Reading passage section start

# Hello



## Tinkers Mousery (Feb 20, 2011)

Hi everyone. I have just set up my own mousery www.tinkersmousery.co.uk. i am looking to get in contact with other breeders. I currently just brees fancy ( mis-marked) mice. but will soon be adding texels, satins, himalayans and agoutis to my breding tanks. I am looking to buy some rumpwhite mice. i have found it incredible hard to get hold of any. does anyone know of anywhere i can get hold of some?

Many thanks


----------



## SarahC (Oct 3, 2008)

Hi and welcome.It's a forum rule that websites must link back to this site :thx Enjoy the forum.


----------



## Tinkers Mousery (Feb 20, 2011)

ok thanks how do i post in other areas?


----------



## Tinkers Mousery (Feb 20, 2011)

can anyone tell me how i put pictures up on here?


----------



## zany_toon (Apr 3, 2010)

Reading passage section end

*Tasks and exercises*.
• A. In the forum thread about the new mousery, swap "websites" for "web pages" and write out the passage that begins at "Hi and welcome.It's" and stops after "in other areas?".
• B. Proceed with the forum thread about the new mousery from the point where it ends.

Provided records section start

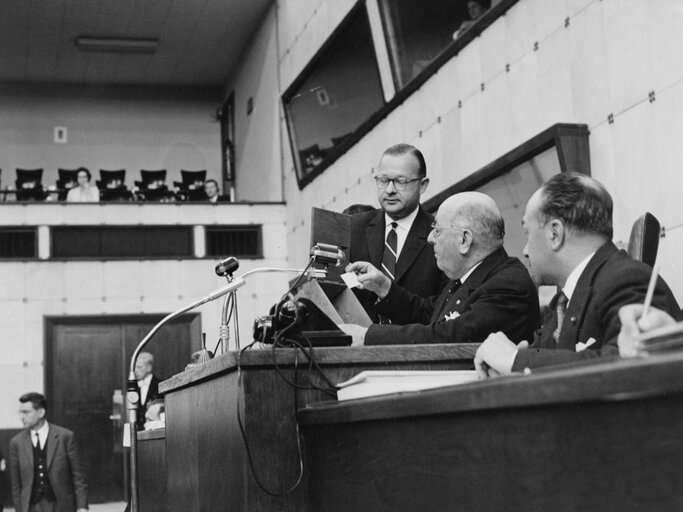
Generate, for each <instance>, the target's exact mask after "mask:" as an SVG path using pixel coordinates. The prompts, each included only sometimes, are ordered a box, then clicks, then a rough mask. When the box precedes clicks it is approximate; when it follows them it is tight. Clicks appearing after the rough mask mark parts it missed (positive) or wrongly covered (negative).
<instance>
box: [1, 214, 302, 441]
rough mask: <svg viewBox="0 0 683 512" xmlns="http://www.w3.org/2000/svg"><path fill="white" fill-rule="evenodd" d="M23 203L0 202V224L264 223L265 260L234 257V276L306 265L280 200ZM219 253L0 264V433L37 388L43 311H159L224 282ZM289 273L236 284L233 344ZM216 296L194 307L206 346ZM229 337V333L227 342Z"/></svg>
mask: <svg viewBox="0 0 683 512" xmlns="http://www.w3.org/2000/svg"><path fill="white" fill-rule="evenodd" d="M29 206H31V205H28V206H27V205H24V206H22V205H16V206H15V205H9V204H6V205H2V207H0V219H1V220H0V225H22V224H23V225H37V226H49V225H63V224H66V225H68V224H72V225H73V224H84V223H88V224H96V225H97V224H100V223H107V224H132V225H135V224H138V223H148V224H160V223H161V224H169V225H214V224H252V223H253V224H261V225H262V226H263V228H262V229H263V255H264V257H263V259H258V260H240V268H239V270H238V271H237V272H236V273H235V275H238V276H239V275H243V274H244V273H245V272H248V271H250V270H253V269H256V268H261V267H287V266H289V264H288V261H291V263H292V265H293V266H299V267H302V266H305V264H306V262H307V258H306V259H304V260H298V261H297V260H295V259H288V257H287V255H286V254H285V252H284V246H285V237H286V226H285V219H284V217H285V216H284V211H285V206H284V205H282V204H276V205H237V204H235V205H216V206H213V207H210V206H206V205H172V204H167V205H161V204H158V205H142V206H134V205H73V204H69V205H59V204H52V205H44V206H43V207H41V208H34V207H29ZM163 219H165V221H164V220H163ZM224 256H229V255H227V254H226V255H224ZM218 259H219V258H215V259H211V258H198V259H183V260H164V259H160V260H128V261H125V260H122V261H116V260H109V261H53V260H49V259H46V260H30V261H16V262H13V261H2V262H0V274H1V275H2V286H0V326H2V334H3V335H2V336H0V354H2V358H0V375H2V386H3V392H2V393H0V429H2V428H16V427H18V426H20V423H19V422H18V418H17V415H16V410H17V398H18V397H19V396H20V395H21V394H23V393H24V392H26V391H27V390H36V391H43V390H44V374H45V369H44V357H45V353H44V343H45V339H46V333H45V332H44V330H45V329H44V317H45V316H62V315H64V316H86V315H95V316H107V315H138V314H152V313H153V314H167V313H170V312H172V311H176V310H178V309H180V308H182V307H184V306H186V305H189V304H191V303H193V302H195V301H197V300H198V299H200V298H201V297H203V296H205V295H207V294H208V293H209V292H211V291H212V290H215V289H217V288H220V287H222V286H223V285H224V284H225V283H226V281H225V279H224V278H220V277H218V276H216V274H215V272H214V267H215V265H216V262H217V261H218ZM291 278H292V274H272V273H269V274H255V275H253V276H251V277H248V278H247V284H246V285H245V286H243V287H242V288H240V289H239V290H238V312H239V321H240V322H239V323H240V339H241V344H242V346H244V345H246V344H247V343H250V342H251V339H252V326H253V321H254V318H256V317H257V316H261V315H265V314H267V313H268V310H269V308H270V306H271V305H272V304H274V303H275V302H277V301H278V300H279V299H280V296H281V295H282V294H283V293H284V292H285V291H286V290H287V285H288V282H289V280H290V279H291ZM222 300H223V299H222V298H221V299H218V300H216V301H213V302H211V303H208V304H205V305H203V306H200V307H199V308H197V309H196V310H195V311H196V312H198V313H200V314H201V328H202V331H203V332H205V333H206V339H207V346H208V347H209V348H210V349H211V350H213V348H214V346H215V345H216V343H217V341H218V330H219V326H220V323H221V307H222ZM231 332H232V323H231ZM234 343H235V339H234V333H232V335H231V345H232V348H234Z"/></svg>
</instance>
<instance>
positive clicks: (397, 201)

Provided records section end
Provided records section start

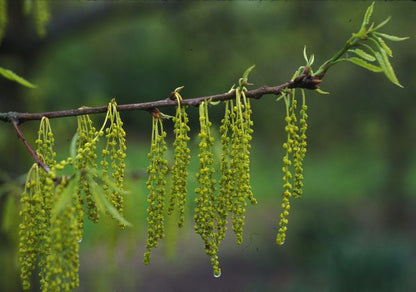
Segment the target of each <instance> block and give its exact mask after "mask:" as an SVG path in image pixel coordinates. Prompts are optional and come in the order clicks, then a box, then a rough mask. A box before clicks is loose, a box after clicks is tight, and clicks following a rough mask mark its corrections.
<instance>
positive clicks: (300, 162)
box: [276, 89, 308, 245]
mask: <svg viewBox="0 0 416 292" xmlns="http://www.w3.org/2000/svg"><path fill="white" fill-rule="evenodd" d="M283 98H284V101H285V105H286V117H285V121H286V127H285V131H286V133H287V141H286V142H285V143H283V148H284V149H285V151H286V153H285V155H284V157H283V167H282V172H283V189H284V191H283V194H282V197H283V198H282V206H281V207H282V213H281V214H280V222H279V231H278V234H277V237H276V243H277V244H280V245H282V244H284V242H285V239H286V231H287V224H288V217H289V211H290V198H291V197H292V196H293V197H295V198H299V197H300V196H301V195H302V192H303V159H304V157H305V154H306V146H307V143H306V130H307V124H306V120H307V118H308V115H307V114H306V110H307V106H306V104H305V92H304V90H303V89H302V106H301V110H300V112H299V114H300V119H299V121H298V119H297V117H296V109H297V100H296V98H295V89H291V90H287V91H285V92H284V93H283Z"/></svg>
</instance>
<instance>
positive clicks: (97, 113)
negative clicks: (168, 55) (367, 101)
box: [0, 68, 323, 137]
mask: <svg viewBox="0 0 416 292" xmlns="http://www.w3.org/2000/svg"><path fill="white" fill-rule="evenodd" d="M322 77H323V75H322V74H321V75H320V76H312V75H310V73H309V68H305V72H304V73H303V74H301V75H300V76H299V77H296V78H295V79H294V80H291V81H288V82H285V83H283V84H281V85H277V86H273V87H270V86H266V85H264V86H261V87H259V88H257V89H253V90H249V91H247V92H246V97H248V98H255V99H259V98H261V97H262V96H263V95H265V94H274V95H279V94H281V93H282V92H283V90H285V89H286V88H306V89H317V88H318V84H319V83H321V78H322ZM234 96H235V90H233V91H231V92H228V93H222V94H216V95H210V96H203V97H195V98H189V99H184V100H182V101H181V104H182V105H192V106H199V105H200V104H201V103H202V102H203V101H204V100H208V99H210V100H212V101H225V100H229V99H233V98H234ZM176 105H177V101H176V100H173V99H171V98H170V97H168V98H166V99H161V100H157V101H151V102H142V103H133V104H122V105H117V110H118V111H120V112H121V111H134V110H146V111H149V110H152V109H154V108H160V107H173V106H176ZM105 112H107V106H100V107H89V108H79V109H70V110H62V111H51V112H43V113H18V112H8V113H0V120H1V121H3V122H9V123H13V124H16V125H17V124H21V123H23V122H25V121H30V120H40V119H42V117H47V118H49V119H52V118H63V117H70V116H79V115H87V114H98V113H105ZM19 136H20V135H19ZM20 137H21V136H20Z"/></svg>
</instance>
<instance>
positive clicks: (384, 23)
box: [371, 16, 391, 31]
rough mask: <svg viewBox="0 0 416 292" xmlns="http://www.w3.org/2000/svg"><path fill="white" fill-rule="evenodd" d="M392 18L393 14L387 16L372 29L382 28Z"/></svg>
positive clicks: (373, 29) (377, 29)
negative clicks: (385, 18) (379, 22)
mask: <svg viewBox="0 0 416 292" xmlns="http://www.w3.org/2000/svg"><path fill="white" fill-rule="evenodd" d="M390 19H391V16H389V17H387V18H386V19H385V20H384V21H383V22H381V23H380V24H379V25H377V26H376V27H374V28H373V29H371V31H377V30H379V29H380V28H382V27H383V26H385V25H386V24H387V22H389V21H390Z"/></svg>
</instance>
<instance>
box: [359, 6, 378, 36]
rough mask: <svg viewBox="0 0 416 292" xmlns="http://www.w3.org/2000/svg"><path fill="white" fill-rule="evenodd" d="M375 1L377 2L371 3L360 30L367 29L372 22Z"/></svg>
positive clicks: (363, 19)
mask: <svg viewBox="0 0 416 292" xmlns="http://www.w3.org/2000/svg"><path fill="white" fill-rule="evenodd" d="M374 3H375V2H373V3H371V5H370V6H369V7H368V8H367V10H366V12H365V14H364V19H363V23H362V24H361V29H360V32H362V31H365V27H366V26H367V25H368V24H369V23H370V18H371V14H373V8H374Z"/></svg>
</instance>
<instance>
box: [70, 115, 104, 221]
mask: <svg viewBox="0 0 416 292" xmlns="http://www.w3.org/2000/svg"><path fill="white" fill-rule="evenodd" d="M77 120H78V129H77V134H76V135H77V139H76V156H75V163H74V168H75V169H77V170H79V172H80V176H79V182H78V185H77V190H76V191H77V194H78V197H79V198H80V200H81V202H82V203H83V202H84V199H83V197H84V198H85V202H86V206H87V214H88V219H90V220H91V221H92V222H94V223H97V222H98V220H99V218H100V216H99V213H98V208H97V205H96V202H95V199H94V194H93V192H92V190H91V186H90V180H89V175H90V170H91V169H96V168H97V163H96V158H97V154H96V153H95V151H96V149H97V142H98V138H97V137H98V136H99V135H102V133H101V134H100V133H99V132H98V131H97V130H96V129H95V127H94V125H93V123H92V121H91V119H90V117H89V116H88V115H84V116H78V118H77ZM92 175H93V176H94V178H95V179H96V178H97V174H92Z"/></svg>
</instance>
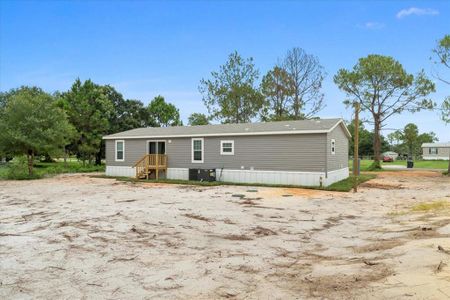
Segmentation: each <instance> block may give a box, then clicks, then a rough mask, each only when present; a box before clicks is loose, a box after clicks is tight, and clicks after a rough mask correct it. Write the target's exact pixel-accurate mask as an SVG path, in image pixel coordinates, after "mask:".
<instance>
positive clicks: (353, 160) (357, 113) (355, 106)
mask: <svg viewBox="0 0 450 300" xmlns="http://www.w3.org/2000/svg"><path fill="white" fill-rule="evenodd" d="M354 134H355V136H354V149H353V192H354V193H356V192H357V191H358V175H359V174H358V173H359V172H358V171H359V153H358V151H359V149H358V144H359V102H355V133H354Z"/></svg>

Provided records section end
Provided records section start

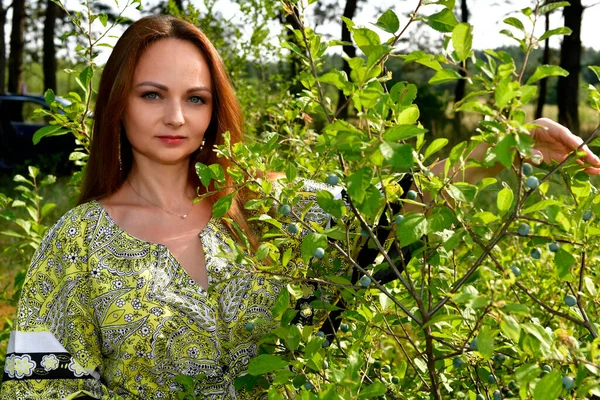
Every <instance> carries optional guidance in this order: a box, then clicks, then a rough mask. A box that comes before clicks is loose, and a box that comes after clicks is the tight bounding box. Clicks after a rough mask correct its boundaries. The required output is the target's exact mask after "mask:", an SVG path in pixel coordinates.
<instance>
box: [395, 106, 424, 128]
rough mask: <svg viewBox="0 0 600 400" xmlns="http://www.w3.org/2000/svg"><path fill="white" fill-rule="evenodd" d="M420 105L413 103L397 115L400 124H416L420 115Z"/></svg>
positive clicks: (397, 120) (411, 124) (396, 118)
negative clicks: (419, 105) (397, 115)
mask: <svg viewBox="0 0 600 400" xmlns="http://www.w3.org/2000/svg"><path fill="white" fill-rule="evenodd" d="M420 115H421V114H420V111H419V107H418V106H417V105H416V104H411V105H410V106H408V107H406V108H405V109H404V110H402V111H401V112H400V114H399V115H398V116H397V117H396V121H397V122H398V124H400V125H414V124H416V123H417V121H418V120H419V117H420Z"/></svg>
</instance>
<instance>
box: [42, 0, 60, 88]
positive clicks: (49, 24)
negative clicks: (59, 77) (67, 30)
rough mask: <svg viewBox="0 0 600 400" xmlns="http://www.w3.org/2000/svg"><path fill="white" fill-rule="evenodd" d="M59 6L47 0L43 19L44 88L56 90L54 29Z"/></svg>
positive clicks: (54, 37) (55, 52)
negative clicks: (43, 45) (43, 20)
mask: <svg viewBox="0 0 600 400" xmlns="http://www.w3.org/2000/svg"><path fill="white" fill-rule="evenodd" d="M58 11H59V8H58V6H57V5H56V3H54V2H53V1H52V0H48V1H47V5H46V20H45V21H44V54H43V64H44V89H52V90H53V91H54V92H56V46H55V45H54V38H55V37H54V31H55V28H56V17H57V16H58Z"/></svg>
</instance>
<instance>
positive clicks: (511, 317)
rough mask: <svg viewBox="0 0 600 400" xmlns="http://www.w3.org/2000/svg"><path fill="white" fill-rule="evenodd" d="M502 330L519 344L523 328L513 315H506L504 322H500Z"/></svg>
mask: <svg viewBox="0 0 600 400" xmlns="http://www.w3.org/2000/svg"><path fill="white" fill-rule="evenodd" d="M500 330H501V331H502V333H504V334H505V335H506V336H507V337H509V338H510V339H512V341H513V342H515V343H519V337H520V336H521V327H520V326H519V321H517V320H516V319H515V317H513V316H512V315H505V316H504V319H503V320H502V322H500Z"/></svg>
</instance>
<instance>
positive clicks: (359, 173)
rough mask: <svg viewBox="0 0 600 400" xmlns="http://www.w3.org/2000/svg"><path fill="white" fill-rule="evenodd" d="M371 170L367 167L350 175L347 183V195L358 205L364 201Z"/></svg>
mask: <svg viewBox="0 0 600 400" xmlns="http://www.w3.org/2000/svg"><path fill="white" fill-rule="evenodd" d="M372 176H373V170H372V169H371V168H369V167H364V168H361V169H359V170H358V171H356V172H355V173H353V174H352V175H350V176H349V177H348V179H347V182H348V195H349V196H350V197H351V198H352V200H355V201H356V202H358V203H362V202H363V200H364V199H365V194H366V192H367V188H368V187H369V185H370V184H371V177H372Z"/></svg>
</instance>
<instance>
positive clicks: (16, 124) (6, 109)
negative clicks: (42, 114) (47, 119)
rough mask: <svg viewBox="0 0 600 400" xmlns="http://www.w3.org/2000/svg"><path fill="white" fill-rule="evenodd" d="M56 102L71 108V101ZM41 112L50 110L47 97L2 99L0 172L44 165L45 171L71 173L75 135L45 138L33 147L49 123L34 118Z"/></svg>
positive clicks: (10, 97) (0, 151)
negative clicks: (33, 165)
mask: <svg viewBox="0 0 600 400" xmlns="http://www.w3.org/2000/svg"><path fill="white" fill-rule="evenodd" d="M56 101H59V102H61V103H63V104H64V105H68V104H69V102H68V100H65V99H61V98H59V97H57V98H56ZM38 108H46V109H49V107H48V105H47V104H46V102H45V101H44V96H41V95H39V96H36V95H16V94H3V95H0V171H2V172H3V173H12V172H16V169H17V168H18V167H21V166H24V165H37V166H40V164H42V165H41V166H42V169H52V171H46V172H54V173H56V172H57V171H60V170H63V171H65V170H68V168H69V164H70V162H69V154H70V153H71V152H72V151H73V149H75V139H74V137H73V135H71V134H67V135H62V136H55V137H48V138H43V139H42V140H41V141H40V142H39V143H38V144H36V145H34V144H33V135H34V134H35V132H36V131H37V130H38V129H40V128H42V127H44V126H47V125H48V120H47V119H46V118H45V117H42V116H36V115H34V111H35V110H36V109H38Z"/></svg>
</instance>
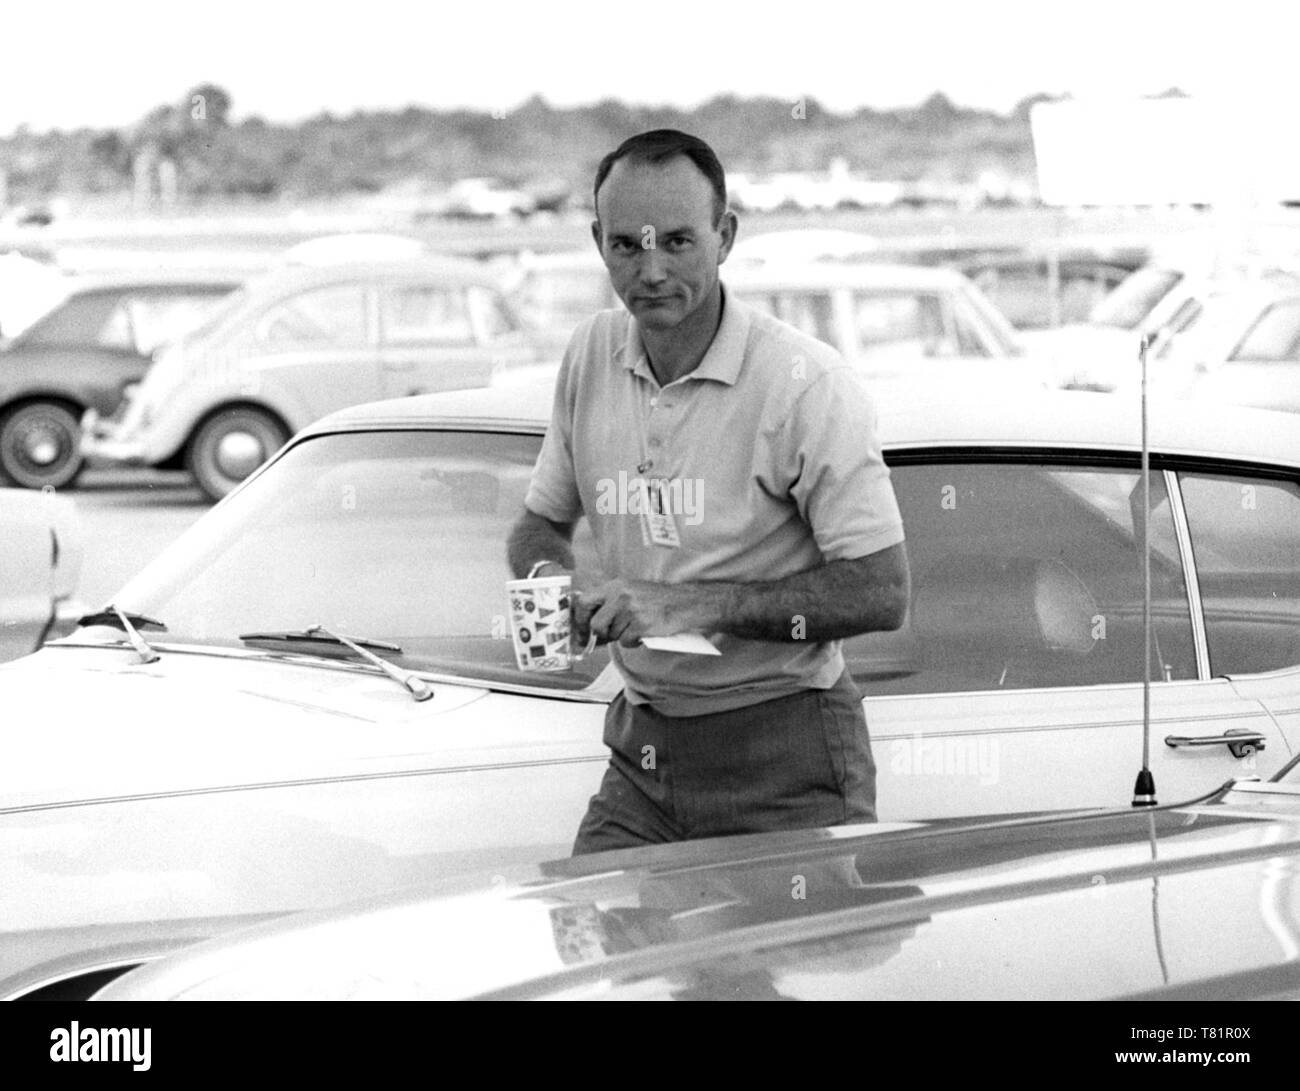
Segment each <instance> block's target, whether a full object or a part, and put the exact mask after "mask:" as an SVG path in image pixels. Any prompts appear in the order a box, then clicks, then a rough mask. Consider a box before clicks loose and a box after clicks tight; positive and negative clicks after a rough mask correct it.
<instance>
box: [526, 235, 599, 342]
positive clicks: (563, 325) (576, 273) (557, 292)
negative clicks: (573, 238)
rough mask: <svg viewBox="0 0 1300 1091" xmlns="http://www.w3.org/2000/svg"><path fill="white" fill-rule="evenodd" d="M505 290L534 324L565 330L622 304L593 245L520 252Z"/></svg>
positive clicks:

Provided records section end

*Results*.
• A.
Hi and welcome.It's a forum rule that web pages must link back to this site :thx Enjoy the forum.


----------



## Tinkers Mousery (Feb 20, 2011)

ok thanks how do i post in other areas?

• B.
:welcome to the forum

Most people who post pictures on here use a photo hosting site like photobucket or flicker (www.photobucket.com) If you go to them, you upload your picture and copy the web address it gives you when it's finished and paste it onto your threads on here


----------



## Tinkers Mousery (Feb 20, 2011)

ok thanks


----------



## Tinkers Mousery (Feb 20, 2011)

i still cant get these pics to work lol


----------



## The Boggit keeper (Mar 5, 2010)

Hi and Welcome!


----------



## Cait (Oct 3, 2008)

Texel is a US term - in the UK we'd call that mouse a longhaired astrex


----------



## FeralWolf (Dec 28, 2010)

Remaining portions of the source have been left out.